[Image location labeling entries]

## Start

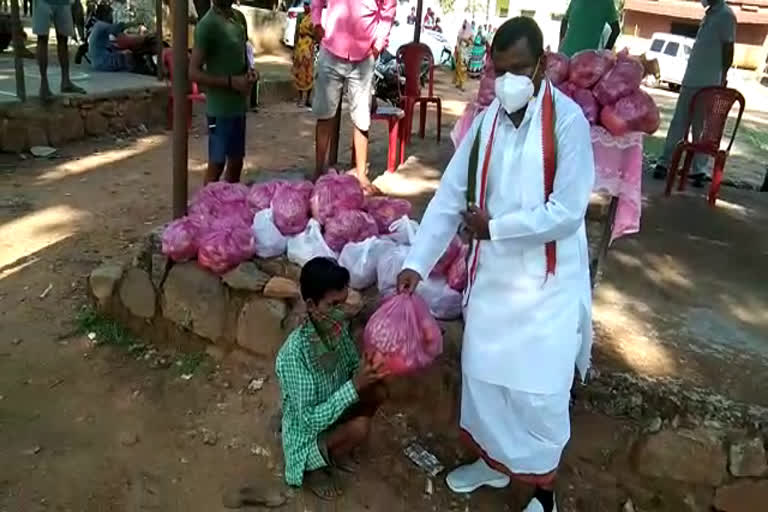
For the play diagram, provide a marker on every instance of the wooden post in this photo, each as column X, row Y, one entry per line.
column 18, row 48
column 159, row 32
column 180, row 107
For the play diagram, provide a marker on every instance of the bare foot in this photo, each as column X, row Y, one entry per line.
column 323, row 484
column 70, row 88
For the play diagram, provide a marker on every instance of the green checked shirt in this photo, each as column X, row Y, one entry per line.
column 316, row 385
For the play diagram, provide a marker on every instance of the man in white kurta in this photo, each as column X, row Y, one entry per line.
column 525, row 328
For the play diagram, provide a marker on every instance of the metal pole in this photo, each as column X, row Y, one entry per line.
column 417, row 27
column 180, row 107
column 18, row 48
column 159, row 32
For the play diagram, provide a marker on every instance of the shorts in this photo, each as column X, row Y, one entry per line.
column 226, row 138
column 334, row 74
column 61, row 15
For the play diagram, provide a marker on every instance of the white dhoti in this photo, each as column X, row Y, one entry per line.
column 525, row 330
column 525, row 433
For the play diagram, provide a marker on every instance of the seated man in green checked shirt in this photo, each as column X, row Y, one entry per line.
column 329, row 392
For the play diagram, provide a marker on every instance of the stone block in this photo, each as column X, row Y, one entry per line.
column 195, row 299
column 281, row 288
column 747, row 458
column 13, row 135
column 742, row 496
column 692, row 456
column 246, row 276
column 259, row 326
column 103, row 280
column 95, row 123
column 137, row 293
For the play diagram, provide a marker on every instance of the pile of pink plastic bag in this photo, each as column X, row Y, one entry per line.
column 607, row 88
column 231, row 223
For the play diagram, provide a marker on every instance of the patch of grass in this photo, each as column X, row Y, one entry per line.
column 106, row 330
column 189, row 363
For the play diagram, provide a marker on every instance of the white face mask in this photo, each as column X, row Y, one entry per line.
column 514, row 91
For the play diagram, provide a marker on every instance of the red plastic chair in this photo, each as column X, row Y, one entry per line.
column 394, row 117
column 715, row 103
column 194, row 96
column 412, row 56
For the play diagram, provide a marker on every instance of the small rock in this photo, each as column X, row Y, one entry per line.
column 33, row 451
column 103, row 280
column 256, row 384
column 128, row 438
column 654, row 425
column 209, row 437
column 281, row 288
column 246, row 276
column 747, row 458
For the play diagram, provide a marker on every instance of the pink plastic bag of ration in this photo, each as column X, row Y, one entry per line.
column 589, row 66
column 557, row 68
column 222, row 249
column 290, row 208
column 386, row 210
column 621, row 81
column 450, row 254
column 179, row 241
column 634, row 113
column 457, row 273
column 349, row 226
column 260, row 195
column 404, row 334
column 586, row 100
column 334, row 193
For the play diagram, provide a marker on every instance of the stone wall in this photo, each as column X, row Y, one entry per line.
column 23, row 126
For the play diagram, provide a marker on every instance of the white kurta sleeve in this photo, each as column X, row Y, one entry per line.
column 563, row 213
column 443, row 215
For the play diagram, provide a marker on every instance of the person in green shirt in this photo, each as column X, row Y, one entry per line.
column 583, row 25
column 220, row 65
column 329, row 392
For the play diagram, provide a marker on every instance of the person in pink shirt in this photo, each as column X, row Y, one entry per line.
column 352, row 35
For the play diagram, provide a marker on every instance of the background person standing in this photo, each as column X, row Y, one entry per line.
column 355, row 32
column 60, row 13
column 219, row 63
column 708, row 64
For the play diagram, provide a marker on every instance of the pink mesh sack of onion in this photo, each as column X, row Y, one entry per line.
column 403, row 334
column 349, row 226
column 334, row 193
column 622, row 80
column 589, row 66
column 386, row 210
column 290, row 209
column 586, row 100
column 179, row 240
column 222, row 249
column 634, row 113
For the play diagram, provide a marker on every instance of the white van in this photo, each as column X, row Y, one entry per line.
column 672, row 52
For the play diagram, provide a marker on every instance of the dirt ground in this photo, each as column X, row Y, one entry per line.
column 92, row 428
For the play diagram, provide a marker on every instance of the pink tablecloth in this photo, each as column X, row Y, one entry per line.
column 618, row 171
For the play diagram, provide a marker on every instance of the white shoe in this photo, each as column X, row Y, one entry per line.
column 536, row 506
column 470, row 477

## End

Given instruction: Reproduce all of the items above word for word, omitting the pictures.

Task result:
For the play diagram, provide a marker on every instance of the wooden post in this photo, each as column X, row Y, one entry per line.
column 18, row 48
column 159, row 32
column 180, row 107
For the play diagram, provide a marker on every instance of the bare foot in this photo, each as column X, row Y, one entry per line.
column 323, row 484
column 70, row 88
For the play diagram, provide a marker on every instance of the green checked shirt in this photo, each as column X, row Y, one entry per line.
column 316, row 385
For the play diagram, provide a marker on every instance of the man in white kurta in this photo, each as column X, row Y, one entry per line.
column 525, row 328
For the play diagram, provide a marker on every instance of the metal pole in this photo, each as column X, row Y, one entry per line.
column 417, row 27
column 180, row 107
column 18, row 48
column 159, row 32
For the play diagram, provide a marker on every instance of the shorts in this photo, each as column X, row Y, one entry per line.
column 226, row 138
column 334, row 74
column 61, row 15
For the play diagram, provide a marker on every instance of the white dhoti in this photo, each as column X, row Y, one entry per line.
column 525, row 330
column 525, row 433
For the play diagram, provide a marker on every instance of the seated man in green checked shirt in this photo, each as column X, row Y, one entry per line.
column 329, row 392
For the play diagram, provide a marker on every instance of the stone block in this photo, each as column X, row Y, one entry per line.
column 195, row 299
column 281, row 288
column 747, row 458
column 13, row 135
column 742, row 496
column 692, row 456
column 246, row 276
column 259, row 326
column 103, row 280
column 95, row 123
column 137, row 293
For the play diagram, provide a marker on every instance of the pile of pink plastic bag in this photo, each as column X, row Y, one entry per line.
column 607, row 88
column 231, row 223
For the play diagram, provide a marker on every instance of the patch of grass in this photo, each as column X, row Y, one entry per line.
column 106, row 330
column 189, row 363
For the play diagram, provide a marker on every instance of the white face mask in this photo, each as column X, row Y, one entry per line.
column 514, row 91
For the play diagram, provide a marker on every instance of the red plastic chair in this photo, each as column X, row Y, one entry per line.
column 394, row 117
column 715, row 103
column 194, row 96
column 412, row 56
For the play diagram, provide a marker on every instance of the small rock in this photo, each as column X, row Y, one entry per line.
column 33, row 451
column 103, row 280
column 256, row 384
column 128, row 438
column 654, row 425
column 209, row 437
column 281, row 288
column 246, row 276
column 747, row 458
For the play diagram, provide a marker on every instance of the pink plastic bag of ration in this photo, each as column X, row Y, one entry per line.
column 589, row 66
column 557, row 68
column 222, row 249
column 290, row 208
column 386, row 210
column 621, row 81
column 450, row 254
column 179, row 241
column 634, row 113
column 457, row 273
column 349, row 226
column 260, row 195
column 404, row 334
column 586, row 100
column 334, row 193
For the play diagram, provide a marker on every instance of the stone wall in this photo, each as column X, row Y, one entry per line.
column 23, row 126
For the play diagram, provide a marker on every instance of the white kurta sleeve in this photo, each as column X, row Y, one entry per line.
column 563, row 213
column 443, row 215
For the play diagram, provide a marker on every instance of the person in green shirt in this photo, each as column X, row Y, one entry per line.
column 583, row 25
column 220, row 65
column 329, row 392
For the play diagram, provide a marker on every instance of the person in pink shirt in this photo, each as column X, row Y, one entry per line.
column 352, row 35
For the play diagram, provide a marker on every instance of the background person standing in this photo, each as column X, row Y, one entry per line.
column 355, row 32
column 60, row 13
column 219, row 63
column 708, row 64
For the play diagram, provide a marker on every instance of the pink mesh sack of onion in this photo, each as column X, row Y, one entry per line.
column 403, row 334
column 349, row 226
column 334, row 193
column 622, row 80
column 589, row 66
column 386, row 210
column 290, row 209
column 586, row 100
column 179, row 240
column 222, row 249
column 634, row 113
For the play diagram, provide a marker on every instance of the white van in this photo, each as column X, row Y, one entry per line.
column 672, row 52
For the play diagram, provide a marker on every instance of the dirt ground in this photo, each as column X, row Y, one entry per line.
column 92, row 428
For the play diagram, provide a marker on every instance of the pink tablecloth in this photo, each as column X, row Y, one entry per line.
column 618, row 171
For the play diagram, provide a marker on every instance of the white shoe in this photo, each as column X, row Y, one entry per line.
column 536, row 506
column 470, row 477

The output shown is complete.